### Your goal
Copy word for word the lines of the data below that run from the line containing "Return one point per instance of the power" through the line containing "Return one point per instance of the circular", including both of those lines.

======== Recorded data ========

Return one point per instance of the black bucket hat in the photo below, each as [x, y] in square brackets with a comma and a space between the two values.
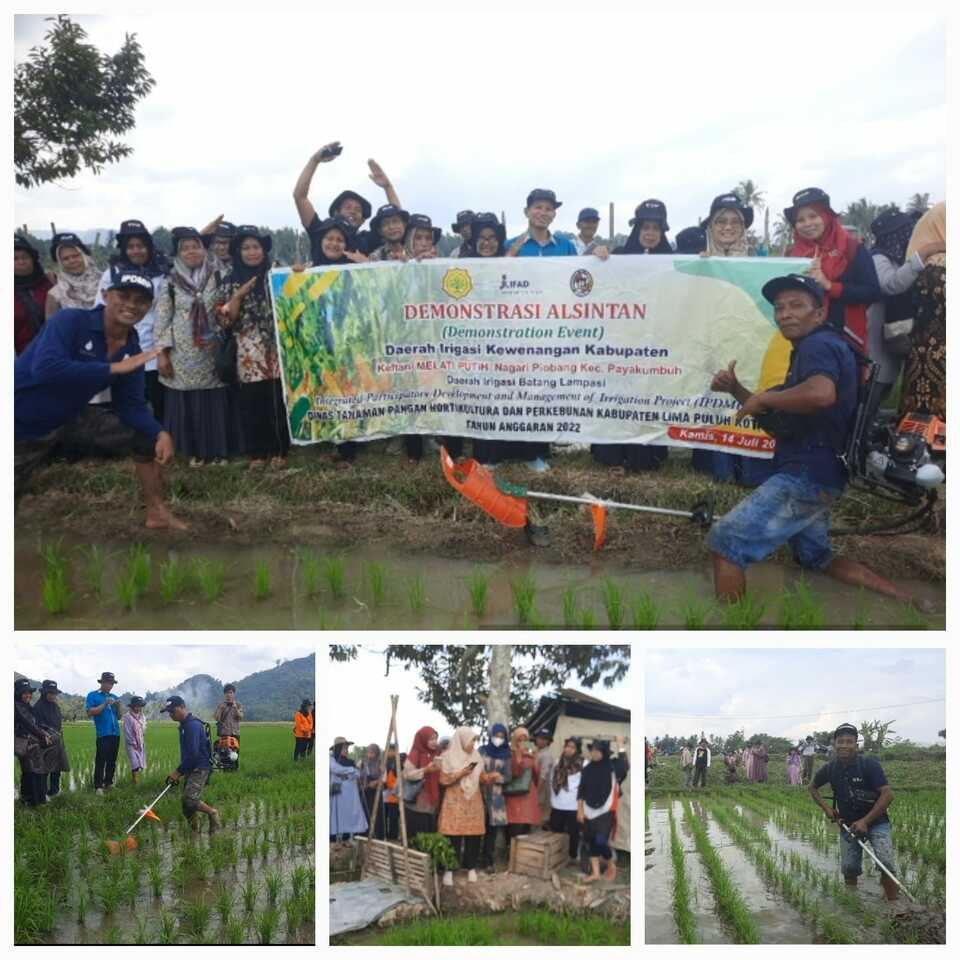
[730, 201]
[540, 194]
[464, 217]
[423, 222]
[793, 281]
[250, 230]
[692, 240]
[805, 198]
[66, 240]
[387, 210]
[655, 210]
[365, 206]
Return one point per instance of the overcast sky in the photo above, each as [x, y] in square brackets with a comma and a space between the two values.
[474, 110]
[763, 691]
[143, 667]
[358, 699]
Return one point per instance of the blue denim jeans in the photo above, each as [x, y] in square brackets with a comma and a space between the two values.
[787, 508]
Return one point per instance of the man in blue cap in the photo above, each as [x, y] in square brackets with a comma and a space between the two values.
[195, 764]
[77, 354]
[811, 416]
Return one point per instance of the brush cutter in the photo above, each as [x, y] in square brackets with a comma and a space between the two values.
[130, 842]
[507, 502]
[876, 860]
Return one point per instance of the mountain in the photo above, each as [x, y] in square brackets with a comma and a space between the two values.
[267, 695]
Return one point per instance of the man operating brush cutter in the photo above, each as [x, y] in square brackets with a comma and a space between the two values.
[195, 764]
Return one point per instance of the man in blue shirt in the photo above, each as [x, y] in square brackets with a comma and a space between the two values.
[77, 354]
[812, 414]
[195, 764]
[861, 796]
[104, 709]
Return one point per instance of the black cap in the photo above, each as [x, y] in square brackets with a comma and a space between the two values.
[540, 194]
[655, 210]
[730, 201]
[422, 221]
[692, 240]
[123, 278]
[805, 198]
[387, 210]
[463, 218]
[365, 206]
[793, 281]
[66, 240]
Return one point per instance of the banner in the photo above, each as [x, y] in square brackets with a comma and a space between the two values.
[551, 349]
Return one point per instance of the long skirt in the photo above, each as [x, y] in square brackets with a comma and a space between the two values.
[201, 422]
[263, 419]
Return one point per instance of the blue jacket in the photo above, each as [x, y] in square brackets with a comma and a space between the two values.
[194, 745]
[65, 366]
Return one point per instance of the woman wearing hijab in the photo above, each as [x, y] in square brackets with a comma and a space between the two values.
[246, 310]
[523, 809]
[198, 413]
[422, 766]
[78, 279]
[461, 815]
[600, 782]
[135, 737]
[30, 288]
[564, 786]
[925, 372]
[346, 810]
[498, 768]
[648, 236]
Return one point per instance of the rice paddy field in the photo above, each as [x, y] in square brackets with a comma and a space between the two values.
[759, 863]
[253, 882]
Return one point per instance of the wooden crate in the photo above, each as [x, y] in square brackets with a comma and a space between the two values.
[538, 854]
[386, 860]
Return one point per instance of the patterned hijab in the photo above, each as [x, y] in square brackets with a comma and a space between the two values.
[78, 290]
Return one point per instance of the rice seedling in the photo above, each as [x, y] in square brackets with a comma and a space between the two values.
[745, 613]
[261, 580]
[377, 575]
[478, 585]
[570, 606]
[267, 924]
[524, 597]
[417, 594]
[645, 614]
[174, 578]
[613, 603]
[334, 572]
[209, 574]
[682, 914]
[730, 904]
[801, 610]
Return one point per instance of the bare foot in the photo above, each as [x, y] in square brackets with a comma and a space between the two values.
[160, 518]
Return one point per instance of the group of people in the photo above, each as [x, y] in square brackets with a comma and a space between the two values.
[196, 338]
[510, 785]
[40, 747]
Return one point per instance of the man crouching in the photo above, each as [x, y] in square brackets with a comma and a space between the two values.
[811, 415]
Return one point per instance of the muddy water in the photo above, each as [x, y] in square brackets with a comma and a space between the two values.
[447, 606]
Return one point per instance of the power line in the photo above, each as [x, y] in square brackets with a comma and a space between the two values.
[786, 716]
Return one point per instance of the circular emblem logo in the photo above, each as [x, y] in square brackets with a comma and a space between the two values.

========
======== Recorded data ========

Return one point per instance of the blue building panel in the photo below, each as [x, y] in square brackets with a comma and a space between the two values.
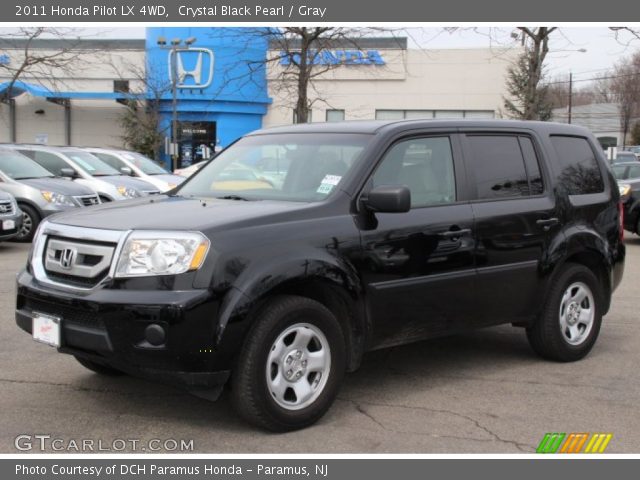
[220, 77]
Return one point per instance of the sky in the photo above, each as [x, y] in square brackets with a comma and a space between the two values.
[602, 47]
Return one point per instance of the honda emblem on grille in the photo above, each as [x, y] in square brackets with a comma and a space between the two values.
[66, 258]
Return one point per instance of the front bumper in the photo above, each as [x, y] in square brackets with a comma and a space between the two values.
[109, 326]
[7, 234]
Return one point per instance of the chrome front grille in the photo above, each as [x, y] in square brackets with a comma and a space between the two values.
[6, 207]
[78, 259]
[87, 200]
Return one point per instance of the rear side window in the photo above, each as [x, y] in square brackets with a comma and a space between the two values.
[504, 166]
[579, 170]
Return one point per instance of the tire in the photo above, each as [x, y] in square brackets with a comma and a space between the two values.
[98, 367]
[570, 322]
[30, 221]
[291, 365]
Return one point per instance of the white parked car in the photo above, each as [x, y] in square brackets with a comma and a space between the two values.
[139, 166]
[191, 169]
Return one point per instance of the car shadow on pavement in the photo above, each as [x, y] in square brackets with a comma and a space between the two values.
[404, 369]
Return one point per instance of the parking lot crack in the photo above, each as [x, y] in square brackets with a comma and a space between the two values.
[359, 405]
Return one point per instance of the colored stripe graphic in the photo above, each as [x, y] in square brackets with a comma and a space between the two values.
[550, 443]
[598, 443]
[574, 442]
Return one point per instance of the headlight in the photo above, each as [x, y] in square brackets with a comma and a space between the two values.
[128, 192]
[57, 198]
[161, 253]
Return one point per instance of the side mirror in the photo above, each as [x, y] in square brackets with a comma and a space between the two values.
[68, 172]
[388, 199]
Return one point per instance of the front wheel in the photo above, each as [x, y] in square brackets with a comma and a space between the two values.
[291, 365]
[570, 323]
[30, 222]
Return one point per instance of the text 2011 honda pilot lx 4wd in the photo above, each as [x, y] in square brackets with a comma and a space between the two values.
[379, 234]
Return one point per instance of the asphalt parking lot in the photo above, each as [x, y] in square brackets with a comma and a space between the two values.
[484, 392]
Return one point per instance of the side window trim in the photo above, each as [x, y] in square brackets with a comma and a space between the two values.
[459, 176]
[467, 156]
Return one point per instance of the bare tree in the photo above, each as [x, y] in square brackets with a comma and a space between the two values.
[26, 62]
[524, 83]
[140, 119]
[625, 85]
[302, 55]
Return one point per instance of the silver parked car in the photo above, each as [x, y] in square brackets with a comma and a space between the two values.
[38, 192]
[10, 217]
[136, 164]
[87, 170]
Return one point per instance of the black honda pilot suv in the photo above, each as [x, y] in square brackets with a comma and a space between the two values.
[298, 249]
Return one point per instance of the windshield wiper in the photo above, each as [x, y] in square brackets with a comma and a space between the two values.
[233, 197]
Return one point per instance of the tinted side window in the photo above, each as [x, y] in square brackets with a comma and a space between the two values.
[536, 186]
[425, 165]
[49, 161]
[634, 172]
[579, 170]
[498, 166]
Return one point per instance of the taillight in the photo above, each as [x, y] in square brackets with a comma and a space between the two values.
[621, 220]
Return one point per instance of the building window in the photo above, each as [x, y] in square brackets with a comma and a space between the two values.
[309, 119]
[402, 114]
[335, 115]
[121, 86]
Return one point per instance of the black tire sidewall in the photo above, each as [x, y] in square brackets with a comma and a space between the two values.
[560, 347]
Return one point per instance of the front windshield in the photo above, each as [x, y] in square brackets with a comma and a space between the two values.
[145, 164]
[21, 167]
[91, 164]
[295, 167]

========

### Exercise response
Return one point per instance of the power line in the photo above, each as [x, y] in square brackets with a comma and a space between the two values.
[786, 716]
Return one point per instance of the circular emblem logo in the photo above, each as [x, y] in square brackets with a comma and a space between the two values.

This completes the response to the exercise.